WHAT YOU HAVE TO DO >> Can you repeat, word for word, everything from the line containing "outline --target=glass door" down to the last of the lines below, including both ends?
----- RECORDED DATA
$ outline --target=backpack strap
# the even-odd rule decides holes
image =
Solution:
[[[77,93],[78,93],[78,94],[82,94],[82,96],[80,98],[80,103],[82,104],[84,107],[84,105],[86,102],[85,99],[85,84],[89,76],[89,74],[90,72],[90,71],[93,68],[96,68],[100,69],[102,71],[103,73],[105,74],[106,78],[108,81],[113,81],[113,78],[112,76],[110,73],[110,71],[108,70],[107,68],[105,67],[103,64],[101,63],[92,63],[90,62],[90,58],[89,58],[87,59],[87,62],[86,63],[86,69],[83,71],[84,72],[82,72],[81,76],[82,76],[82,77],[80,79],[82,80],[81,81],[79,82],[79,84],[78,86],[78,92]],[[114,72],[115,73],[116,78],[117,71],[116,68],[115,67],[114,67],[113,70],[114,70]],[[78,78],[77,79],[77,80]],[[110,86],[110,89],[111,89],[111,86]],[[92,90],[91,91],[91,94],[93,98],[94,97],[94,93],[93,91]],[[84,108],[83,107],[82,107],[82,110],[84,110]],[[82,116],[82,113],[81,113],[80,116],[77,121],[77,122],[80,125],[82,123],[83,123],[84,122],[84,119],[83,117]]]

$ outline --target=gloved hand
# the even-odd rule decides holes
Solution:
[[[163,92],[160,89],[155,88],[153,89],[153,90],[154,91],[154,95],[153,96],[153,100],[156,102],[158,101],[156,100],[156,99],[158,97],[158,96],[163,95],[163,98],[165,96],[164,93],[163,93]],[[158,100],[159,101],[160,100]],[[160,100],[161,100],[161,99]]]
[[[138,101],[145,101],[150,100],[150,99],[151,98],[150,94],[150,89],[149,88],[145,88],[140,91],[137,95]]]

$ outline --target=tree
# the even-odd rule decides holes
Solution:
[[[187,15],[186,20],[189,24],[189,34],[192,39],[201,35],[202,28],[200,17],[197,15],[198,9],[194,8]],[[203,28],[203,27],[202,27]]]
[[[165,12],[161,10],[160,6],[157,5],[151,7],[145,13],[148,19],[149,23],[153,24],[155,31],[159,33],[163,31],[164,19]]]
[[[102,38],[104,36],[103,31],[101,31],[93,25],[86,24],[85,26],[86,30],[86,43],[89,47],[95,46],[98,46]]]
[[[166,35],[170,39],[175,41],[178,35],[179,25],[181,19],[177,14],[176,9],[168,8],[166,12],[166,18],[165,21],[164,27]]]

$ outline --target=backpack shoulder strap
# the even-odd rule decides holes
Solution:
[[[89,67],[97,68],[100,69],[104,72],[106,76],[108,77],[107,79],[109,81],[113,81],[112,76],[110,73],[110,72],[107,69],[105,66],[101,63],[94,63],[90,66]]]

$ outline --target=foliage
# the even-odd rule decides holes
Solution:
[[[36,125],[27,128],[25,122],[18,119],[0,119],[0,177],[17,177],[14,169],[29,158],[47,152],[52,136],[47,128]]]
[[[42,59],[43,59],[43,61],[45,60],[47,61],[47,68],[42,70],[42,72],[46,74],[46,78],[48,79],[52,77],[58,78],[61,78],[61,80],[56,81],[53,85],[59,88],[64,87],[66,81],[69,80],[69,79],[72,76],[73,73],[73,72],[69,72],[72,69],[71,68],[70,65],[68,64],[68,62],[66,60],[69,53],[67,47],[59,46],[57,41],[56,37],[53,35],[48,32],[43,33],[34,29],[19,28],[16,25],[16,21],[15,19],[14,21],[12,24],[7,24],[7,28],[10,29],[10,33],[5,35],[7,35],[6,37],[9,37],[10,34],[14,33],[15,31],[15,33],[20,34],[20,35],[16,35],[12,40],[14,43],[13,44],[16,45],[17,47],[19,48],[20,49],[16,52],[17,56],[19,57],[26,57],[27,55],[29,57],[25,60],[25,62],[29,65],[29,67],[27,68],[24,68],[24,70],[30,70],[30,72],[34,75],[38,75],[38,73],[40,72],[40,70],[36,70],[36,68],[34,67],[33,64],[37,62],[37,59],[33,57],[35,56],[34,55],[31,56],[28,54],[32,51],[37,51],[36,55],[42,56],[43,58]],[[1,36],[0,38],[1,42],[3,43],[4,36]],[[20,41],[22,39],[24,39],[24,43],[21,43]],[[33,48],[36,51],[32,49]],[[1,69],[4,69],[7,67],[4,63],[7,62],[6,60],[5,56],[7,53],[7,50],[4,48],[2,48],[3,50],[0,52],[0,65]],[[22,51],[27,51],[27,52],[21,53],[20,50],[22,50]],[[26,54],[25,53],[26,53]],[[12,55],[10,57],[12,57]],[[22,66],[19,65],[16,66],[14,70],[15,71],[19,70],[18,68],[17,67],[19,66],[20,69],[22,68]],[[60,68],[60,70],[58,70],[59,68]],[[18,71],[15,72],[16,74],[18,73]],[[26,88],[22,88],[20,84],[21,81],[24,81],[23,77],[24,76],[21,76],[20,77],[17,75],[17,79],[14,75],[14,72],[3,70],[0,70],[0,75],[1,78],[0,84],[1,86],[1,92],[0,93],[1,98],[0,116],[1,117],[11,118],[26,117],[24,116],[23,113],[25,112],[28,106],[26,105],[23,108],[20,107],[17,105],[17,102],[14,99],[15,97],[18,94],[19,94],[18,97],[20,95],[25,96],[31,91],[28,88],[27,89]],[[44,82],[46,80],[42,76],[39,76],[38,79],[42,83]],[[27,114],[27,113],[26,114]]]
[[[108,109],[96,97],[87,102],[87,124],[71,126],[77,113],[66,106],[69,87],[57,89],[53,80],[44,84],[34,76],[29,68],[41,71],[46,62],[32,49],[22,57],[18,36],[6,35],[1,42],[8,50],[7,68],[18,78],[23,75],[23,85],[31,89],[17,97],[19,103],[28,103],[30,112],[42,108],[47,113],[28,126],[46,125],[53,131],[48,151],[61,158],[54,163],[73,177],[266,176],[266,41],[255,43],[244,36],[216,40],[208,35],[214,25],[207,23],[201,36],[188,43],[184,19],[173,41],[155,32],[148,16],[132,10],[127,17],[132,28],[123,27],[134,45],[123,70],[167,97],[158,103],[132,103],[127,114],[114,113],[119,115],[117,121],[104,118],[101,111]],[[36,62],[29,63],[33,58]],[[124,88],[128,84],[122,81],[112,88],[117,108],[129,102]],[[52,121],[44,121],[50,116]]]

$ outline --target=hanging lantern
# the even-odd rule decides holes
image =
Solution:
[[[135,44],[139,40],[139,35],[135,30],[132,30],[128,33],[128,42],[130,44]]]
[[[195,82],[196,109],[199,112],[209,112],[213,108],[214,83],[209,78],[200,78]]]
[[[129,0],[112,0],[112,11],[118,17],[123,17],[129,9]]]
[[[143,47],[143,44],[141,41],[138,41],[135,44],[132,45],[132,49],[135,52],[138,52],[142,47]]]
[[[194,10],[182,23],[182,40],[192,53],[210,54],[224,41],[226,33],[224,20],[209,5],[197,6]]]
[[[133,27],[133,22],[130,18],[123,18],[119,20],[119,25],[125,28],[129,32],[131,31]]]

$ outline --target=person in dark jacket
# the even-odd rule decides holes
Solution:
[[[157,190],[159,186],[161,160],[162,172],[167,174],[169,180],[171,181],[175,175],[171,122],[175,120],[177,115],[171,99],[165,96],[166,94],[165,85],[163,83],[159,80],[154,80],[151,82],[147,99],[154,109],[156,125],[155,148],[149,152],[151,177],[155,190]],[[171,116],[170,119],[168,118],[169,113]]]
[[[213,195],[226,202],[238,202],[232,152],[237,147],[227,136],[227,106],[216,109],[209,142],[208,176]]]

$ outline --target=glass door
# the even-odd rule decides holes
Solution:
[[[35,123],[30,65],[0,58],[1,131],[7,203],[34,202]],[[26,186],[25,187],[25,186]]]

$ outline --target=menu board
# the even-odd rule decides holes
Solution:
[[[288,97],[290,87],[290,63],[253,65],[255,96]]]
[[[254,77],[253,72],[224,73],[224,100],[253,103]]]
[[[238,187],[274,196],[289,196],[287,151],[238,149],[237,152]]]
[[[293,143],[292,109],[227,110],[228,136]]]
----------
ANSWER BELOW >>
$ outline --target=glass door
# the even-odd rule decides holes
Solution:
[[[35,123],[30,65],[0,58],[1,131],[7,203],[34,202]],[[26,186],[25,187],[25,186]]]

$ outline --target=menu board
# the even-odd rule decides holes
Solution:
[[[288,97],[290,87],[290,63],[253,65],[255,96]]]
[[[254,77],[253,72],[224,73],[224,100],[253,103]]]
[[[238,187],[274,196],[289,196],[287,151],[238,149],[237,152]]]
[[[293,143],[292,109],[227,110],[228,136]]]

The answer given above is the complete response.